* **Directive 1**:
Could you reproduce the PHP string-conversion thread from the words "The value is" through "manual (link above)", substituting "numerical data" for "numeric data"?
* **Directive 2**:
Can you carry on the thread about PHP string-to-number conversion from where it stops?

* **Selected passage**:
>> begin

Why is the answer 15 here?

Question

For the following code snippet the answer is 15.

$a = '5 USD';
$b = 10;
echo $a + $b;

But in the variable $a, if 5 is in between 'USD' or after 'USD' the output is 10. Why is it so?

Answer 1

See PHP Manual Language.types.string.conversion

String conversion to numbers

When a string is evaluated in a numeric context, the resulting value and type are determined as follows.

If the string does not contain any of the characters '.', 'e', or 'E' and the numeric value fits into integer type limits (as defined by PHP_INT_MAX), the string will be evaluated as an integer. In all other cases it will be evaluated as a float.

The value is given by the initial portion of the string. If the string starts with valid numeric data, this will be the value used. Otherwise, the value will be 0 (zero). Valid numeric data is an optional sign, followed by one or more digits (optionally containing a decimal point), followed by an optional exponent. The exponent is an 'e' or 'E' followed by one or more digits.

Examples can be found in the manual (link above)

$foo = 1 + "bob-1.3e3";           // $foo is integer (1)
$foo = 1 + "bob3";                // $foo is integer (1)
$foo = 1 + "10 Small Pigs";       // $foo is integer (11)

>> end

Records from a data collection
>> begin

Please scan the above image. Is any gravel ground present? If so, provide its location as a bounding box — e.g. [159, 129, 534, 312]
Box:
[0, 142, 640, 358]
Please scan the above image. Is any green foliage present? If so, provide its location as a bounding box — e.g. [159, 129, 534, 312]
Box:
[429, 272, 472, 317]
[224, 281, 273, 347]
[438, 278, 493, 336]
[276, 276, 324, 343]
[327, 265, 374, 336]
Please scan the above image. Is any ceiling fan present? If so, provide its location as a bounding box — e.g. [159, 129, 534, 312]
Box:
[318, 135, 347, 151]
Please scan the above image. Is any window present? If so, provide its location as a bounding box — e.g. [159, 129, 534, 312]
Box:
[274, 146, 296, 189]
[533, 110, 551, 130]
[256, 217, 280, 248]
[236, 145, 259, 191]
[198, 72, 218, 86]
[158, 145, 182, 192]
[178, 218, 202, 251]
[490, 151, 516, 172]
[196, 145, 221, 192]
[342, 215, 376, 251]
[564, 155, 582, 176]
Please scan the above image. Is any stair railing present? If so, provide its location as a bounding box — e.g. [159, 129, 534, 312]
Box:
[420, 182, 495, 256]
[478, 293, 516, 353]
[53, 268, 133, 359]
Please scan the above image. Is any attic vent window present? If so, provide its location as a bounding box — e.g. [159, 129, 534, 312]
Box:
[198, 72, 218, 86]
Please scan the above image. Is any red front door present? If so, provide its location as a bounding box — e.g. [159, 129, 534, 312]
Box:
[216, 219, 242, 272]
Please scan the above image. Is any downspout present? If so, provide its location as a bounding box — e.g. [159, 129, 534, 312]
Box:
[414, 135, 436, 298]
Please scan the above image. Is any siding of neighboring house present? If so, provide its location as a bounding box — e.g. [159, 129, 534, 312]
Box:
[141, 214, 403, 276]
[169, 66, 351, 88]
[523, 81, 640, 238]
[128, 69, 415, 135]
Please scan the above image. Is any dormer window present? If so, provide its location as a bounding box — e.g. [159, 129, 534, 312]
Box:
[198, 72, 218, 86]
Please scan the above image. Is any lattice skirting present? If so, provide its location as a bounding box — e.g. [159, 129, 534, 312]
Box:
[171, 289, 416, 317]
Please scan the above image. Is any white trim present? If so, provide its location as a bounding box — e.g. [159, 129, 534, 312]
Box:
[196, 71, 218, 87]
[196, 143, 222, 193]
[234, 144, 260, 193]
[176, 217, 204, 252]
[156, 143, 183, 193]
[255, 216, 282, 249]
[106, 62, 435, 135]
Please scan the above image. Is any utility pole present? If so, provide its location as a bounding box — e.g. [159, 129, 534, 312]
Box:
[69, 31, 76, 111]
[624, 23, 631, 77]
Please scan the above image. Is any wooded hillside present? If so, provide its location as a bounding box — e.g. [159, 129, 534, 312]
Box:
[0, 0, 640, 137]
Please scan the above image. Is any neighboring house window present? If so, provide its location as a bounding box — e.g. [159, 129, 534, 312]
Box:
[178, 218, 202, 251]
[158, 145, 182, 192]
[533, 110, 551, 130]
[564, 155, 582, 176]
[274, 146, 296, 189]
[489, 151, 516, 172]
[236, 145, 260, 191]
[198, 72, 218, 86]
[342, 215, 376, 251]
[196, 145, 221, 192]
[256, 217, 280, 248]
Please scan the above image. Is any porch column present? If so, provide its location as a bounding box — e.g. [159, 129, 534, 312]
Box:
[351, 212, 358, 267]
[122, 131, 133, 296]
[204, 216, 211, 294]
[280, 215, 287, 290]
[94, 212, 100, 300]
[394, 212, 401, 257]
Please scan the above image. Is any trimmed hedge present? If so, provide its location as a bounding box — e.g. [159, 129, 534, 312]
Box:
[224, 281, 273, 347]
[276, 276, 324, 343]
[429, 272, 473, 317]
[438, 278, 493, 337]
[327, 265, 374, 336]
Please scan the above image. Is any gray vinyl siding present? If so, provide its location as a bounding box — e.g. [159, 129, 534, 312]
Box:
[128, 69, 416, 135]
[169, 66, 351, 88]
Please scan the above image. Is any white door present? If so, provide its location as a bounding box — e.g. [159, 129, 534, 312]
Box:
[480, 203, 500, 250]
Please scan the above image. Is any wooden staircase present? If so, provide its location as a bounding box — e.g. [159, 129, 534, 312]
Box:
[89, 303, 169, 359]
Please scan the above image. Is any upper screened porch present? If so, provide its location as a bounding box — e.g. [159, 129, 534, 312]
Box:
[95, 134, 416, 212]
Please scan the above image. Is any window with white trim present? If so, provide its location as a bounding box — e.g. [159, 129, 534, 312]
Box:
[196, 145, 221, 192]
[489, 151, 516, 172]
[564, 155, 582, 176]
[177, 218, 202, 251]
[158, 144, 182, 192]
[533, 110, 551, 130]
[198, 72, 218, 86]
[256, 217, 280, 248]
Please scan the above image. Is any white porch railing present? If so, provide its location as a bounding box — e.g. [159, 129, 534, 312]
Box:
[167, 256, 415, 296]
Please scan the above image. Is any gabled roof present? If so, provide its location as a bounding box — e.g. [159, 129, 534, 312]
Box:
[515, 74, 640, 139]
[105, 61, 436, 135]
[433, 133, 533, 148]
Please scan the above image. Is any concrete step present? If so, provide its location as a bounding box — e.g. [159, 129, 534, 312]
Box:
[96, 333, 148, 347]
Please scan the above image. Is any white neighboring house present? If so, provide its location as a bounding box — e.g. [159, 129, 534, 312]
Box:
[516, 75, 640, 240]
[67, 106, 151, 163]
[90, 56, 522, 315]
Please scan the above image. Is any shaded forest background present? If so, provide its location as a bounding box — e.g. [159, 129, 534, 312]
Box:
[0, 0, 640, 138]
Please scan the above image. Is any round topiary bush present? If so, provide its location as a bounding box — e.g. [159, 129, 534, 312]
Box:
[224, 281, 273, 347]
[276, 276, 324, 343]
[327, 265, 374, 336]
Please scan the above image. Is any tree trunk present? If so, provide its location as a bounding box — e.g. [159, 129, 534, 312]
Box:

>> end

* **Result 1**:
The value is given by the initial portion of the string. If the string starts with valid numerical data, this will be the value used. Otherwise, the value will be 0 (zero). Valid numerical data is an optional sign, followed by one or more digits (optionally containing a decimal point), followed by an optional exponent. The exponent is an 'e' or 'E' followed by one or more digits.

Examples can be found in the manual (link above)

* **Result 2**:
Answering your question

$a = '5 USD'; // The string starts with number, so by an implicit cast to int, it will be 5
$b = 10;
echo $a + $b; // = 15

In the other example you wrote

$a = 'USD 5'; // The string does not start with a number, so by an implicit cast to int, it will be 0
$b = 10;
echo $a + $b; // = 10

For more information on this conversion, see the Unix manual page for strtod(3).

Answer 2

Because

php > echo (int)"a";
0

So if you feed the PHP executable with

php > "USD 5" + "10"

it will cast both operands to integers:

php > (int)"USD 5" + (int)"10"

And thus you will receive result of 0 + 10.

Answer 3

From php.net:

When a string is evaluated in a numeric context, the resulting value and type are determined as follows.

If the string does not contain any of the characters '.', 'e', or 'E' and the numeric value fits into integer type limits (as defined by PHP_INT_MAX), the string will be evaluated as an integer. In all other cases it will be evaluated as a float.

The value is given by the initial portion of the string. If the string starts with valid numeric data, this will be the value used. Otherwise, the value will be 0 (zero). Valid numeric data is an optional sign, followed by one or more digits (optionally containing a decimal point), followed by an optional exponent. The exponent is an 'e' or 'E' followed by one or more digits.

Literally:

1. $a + $b means numeric + numeric.
2. "5 USD" starts with a valid numeric data, so PHP converts it into 5.
3. "USD 5" or "U5SD" starts with not valid numeric data, so PHP converts it into 0.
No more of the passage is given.